* **TRY IT**
Please print the passage about the deaths of friends from "It’s been a" to "of their lives.", word for word.

* **TEXT PASSAGE**
It’s been a week of contemplation for me. You see two friends died this week, one young, one older, both from cancer, a thousand miles apart. It was also the fourth anniversary of the death of a best friend. I have been thinking and pondering my life as I’ve thought about all of their lives.
I had this mental picture of life as a ongoing timeline. We hop on when we are born, and others join us and leave as relationships wax and wane, and eventually you jump off the timeline when you pass away. For my younger friend, we spent our time on the line in high school. None of us know what life will bring or how we leave — of course she didn’t know that cancer would take her, when we were singing in choir and worrying about the problems of youth. We don’t know that when we join the timeline of life. That is the greatness of mortality though — we have people, opportunity, good, bad, all of it. Isn’t life wonderful?
My thoughts also have turned to how I spend my time, and the things I worry about. I see the madness we’re continually descending into as a society and I am tired of it. It doesn’t matter what goes on in the news, or who is offended about what. What matters is that we’re teaching our children the gospel, teaching them to keep the commandments, and preparing them to enter the temple. Everything else will either work out, or not matter. The night before I’d spent several hours at a City Council meeting listening to people quibbling over stupid, trivial things. I didn’t want to be there, but I had to make a statement. When I was done, I sat down and decided, I was going to remove myself from this local political issue. I just can’t waste my time on stupid things that have no bearing on eternity. I want to live my life better, and work on those things that matter most.

* **DATA UNDER STUDY**
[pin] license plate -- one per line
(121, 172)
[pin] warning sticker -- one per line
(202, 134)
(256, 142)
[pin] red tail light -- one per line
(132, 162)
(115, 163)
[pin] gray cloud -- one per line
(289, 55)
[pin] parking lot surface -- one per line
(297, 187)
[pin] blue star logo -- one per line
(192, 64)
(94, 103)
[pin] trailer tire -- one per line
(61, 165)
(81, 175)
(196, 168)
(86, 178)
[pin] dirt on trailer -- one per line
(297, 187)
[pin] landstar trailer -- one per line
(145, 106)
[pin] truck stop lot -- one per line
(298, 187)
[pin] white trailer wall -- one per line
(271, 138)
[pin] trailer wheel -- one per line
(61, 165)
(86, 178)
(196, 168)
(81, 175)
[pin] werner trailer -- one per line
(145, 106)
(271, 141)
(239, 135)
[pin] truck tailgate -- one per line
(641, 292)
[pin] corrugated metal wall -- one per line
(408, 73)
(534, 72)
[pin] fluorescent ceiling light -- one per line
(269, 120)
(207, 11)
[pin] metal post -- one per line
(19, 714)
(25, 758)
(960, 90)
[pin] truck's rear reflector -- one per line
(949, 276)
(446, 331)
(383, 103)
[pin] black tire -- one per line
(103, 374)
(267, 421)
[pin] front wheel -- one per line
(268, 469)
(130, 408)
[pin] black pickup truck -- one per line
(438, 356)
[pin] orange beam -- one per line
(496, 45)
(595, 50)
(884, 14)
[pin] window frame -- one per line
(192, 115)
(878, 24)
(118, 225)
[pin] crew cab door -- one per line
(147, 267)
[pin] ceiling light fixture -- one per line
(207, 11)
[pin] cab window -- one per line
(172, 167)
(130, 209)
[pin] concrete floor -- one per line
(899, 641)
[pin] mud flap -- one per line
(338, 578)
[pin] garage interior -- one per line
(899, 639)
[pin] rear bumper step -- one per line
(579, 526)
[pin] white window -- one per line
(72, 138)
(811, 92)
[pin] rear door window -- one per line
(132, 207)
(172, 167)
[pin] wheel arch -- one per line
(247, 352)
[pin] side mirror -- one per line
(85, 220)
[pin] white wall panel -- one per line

* **ANSWER SECTION**
It’s been a week of contemplation for me. You see two friends died this week, one young, one older, both from cancer, a thousand miles apart. It was also the fourth anniversary of the death of a best friend. I have been thinking and pondering my life as I’ve thought about all of their lives.